- **WRITTEN TASKS**
1. In the passage on the OpenCL C++ Wrapper API, which method compiles the program object for execution on the device?
2. Write the next part of the passage on the OpenCL C++ Wrapper API, starting after its final sentence.

- **TEXT SEGMENT**
/---
At first reading this may seem a little overwhelming because of the use of a C++ template technique called traits (used here to associate the shared functionality provided by the clGetXXInfo()), but because programs that use these getInfo() functions never need to refer to the trait components in practice, it does not have an effect on code written by the developer. It is important to note that all C++ Wrapper API objects that correspond to an underlying C API object have a template method called getInfo() that takes as its template argument the value of the cl_XX_info enumeration value being queried. This has the effect of statically checking that the requested value is valid; that is, a particular getInfo() method will only accept values defined in the corresponding cl_XX_info enumeration. By using the traits technique, the getInfo() function can automatically derive the result type.

Returning to the Vector Add example where we query a context for the set of associated devices, the corresponding cl::Context::getInfo() method can be specialized with CL_CONTEXT_DEVICES to return a std::vector<cl::Device>. This is highlighted in the following code:

// Query the set of devices attached to the context
std::vector<cl::Device> devices =
   context.getInfo<CL_CONTEXT_DEVICES>();

Note that with the C++ Wrapper API query methods there is no need to first query the context to find out how much space is required to store the list of devices and then provide another call to get the devices. This is all hidden behind a simple generic interface in the C++ Wrapper API.

After selecting the set of devices, we create a command-queue, with cl::CommandQueue(), selecting the first device for simplicity:

// Create command-queue
cl::CommandQueue queue(context, devices[0], 0);

Creating and Building a Program Object

The next step in the Vector Add example is to create a program object, using cl::Program(), from the OpenCL C kernel source. (The kernel source code for the Vector Add example is given in Listing 12.1 at the end of the chapter and is not reproduced here.) The program object is loaded with the kernel source code, and then the code is compiled for execution on the device attached to the context, using cl::Program::build(). The code to achieve this follows:

cl::Program::Sources sources(
   1,
   std::make_pair(kernelSourceCode,
   0));
cl::Program program(context, sources);

program.build(devices);

As with the other C++ Wrapper API calls, if an error occurs, then an exception occurs and the program exits.
\---
- **INFORMATION GIVEN**
/---
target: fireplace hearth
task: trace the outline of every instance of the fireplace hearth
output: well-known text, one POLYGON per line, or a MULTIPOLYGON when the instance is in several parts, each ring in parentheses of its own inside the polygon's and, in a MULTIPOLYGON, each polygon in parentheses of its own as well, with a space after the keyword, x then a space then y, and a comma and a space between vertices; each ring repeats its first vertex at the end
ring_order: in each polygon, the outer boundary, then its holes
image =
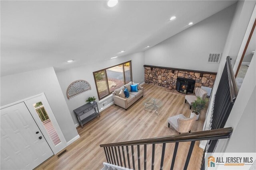
POLYGON ((181 93, 188 94, 194 93, 196 81, 193 79, 178 77, 177 78, 176 90, 181 93))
\---
- **SOLVED TASKS**
1. cl::Program::build()

2.
Creating Kernel and Memory Objects

In order to execute the OpenCL compute kernel, the arguments to the kernel function need to be allocated in memory that is accessible on the OpenCL device, in this case buffer objects. These are created using cl::Buffer(). For the input buffers we use CL_MEM_COPY_FROM_HOST_PTR to avoid additional calls to move the input data. For the output buffer (i.e., the result of the vector addition) we use CL_MEM_USE_HOST_PTR, which requires the resulting buffer to be mapped into host memory to access the result. The following code allocates the buffers:

cl::Buffer aBuffer = cl::Buffer(
   context,
   CL_MEM_READ_ONLY | CL_MEM_COPY_HOST_PTR,
   BUFFER_SIZE * sizeof(int),
   (void *) &A[0]);

cl::Buffer bBuffer = cl::Buffer(
   context,
   CL_MEM_READ_ONLY | CL_MEM_COPY_HOST_PTR,
   BUFFER_SIZE * sizeof(int),
   (void *) &B[0]);

cl::Buffer cBuffer = cl::Buffer(
   context,
   CL_MEM_WRITE_ONLY | CL_MEM_USE_HOST_PTR,
   BUFFER_SIZE * sizeof(int),
   (void *) &C[0]);

The kernel object is created with a call to cl::Kernel():

cl::Kernel kernel(program, "vadd");

Putting this all together, Listing 12.1 at the end of the chapter gives the complete program for Vector Add using the C++ Wrapper API.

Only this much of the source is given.